*To do*.
• 1. In the reproducibility summary for the Synapse paper, which benchmark is described as a real-world website benchmark?
• 2. Write the next part of the reproducibility summary for the Synapse paper, picking up after its final row.

*Text passage*.
Synapse: Trajectory-as-Exemplar Prompting with Memory for Computer Control

Authors: Longtao Zheng, Rundong Wang, Xinrun Wang, Bo An

ICLR 2024 | Conference PDF | Archive PDF | Plain Text | LLM Run Details

Reproducibility Variable Result LLM Response
Research Type Experimental We evaluate SYNAPSE on Mini Wo B++, a standard task suite, and Mind2Web, a real-world website benchmark. In Mini Wo B++, SYNAPSE achieves a 99.2% average success rate (a 10% relative improvement) across 64 tasks using demonstrations from only 48 tasks. Notably, SYNAPSE is the first ICL method to solve the book-flight task in Mini Wo B++. SYNAPSE also exhibits a 56% relative improvement in average step success rate over the previous state-of-the-art prompting scheme in Mind2Web.
Researcher Affiliation Collaboration 1Nanyang Technological University, Singapore 2Skywork AI, Singapore
Pseudocode No The paper describes the system's components and process flow through natural language and examples of prompts, but it does not include a formally structured pseudocode or algorithm block.
Open Source Code Yes To ensure reproducibility, all resources such as code, prompts, and agent trajectories have been made publicly available at https://ltzheng.github.io/Synapse.
Open Datasets Yes We evaluate SYNAPSE on two benchmarks: Mini Wo B++ (Shi et al., 2017; Liu et al., 2018), a standard research task suite, and Mind2Web (Deng et al., 2023), a dataset across diverse domains of real-world web navigation.

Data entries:
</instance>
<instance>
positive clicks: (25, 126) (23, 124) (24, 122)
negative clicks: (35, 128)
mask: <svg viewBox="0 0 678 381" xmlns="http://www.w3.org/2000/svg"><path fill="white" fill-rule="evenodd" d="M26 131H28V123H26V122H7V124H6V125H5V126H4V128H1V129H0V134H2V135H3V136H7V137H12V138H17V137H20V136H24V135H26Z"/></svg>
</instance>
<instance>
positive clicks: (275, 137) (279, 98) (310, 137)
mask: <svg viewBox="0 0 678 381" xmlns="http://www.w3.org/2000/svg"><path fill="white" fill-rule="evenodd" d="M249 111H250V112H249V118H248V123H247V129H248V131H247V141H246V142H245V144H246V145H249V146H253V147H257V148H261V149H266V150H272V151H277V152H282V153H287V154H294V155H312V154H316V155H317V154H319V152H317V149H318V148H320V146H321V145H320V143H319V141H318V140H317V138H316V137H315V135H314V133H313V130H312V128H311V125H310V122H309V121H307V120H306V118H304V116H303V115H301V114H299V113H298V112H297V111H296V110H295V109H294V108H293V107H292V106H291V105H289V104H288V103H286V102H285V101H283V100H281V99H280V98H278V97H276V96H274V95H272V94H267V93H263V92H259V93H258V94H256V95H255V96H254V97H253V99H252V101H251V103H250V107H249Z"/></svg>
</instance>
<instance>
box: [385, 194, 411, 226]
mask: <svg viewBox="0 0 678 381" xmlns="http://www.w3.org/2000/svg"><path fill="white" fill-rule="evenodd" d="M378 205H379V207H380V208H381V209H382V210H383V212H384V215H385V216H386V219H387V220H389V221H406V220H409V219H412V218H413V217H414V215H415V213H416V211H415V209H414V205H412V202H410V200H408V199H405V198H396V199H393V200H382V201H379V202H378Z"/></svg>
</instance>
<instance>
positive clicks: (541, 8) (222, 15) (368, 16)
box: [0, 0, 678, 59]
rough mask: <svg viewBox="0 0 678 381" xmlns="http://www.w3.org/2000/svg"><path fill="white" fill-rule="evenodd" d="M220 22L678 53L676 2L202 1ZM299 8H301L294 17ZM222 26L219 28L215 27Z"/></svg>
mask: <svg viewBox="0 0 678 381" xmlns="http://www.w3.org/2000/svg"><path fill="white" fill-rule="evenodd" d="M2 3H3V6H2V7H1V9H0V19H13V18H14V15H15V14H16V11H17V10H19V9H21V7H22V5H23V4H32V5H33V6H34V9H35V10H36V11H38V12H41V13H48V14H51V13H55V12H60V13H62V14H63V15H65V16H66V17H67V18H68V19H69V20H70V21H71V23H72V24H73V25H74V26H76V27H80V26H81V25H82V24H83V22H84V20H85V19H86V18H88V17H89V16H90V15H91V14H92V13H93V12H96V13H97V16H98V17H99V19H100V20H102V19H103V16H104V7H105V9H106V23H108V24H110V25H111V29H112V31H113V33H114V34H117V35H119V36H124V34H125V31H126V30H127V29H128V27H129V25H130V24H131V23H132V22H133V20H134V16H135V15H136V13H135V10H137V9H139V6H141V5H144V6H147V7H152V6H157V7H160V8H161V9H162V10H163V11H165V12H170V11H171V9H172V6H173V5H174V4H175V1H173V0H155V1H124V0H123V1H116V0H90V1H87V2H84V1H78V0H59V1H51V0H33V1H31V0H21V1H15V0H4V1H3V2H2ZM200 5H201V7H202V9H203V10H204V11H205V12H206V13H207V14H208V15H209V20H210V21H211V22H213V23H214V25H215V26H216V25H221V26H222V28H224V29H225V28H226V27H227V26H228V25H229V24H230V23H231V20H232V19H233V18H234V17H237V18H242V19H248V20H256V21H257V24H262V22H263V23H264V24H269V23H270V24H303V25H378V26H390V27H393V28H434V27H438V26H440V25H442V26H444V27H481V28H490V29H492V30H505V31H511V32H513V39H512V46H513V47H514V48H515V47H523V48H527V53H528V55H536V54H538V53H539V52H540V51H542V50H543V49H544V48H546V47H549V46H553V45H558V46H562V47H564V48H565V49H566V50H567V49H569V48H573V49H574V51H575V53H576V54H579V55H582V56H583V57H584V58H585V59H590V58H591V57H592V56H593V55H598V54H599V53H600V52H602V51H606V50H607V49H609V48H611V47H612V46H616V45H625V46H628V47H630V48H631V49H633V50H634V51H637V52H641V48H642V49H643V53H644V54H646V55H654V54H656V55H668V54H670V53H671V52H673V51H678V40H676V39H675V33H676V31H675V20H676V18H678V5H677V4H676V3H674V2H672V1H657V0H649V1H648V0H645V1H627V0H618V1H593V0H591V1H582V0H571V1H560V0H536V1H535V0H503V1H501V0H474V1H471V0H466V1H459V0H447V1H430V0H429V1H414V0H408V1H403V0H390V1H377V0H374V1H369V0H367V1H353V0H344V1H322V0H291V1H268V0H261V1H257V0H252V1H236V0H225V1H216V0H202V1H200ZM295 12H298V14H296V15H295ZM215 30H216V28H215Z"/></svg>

*Per-task outputs*.
• 1. Mind2Web

• 2.
Dataset Splits No The paper mentions a 'training set' and 'test sets' for the Mind2Web dataset but does not explicitly state a 'validation set' or detailed splits including a validation portion for reproducibility.
Hardware Specification No The paper mentions using specific LLMs like GPT-3.5 (via API) and Code Llama-7B, but it does not provide specific hardware details such as GPU models, CPU types, or cloud computing specifications used for running their experiments.
Software Dependencies Yes In the Mini Wo B++ experiments, we query gpt-3.5-turbo-0301... For Mind2Web, the default LLM is gpt-3.5-turbo-16k-0613. We use text-embedding-ada-002 as the embedding model.
Experiment Setup Yes We configure the temperature to 0, i.e., greedy decoding. ... Specifically, we set k to 3 and 5 for the previous and current observations, respectively. ... We retrieve the top three exemplars from memory and use the most common one to retrieve its exemplars...